*抽出テキスト*
----

ボクがまだ、しがないドラッグストアの店員だった
ころの話。

そう、この店員は僕自身なのだ。
僕はみた!

当時はまだインフルエンザが人々を脅かす
ウィルスの頂点に君臨していた
平和な時代でもあった。

そんな中、こんなお客様が来店された。

お客様
「ズルルルル。す、すいません。ガクガク
あの、寒気がするんですが・・・」

ボク
「いらっしゃいませ
ほぉ、熱は測りました?

あと、寒気以外になにか
症状はありますか?」

答える気力もないくらい
お客様の具合が明らかに悪そうだ。

立つのもやっと。いや
とうとう座りだした。

心配になりパートさんや
他の同僚、そしてたまたま
臨店中だったエリア長まで
やってきた。

「どうした」
「大丈夫か?」
などぞろぞろ
やってきた。

そして閉店間際にいらっしゃる
常連のお客様まで心配になって
その方の周りは埋め尽くされた。

ふと、その時。

----

[データセットに含まれる行]

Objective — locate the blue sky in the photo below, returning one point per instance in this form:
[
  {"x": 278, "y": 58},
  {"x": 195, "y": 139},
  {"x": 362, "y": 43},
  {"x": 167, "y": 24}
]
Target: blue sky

----

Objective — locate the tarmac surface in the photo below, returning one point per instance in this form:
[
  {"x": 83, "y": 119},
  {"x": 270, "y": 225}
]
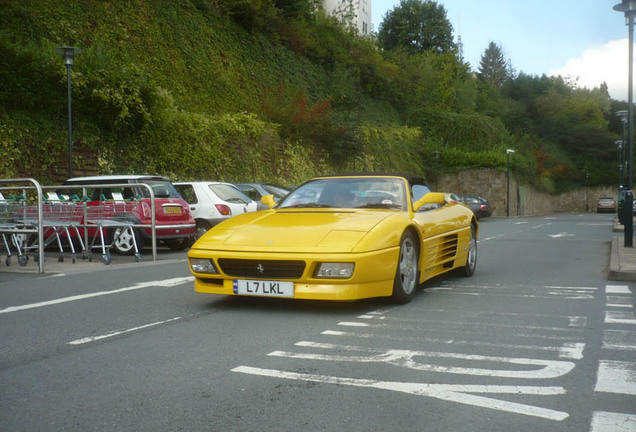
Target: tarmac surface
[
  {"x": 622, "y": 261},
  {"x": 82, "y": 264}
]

----

*課題内容*
抽出テキストにある次の一文を英語に訳してください：「答える気力もないくらいお客様の具合が明らかに悪そうだ。」

*問題の解答*
The customer clearly looked so unwell that they didn't even have the energy to answer.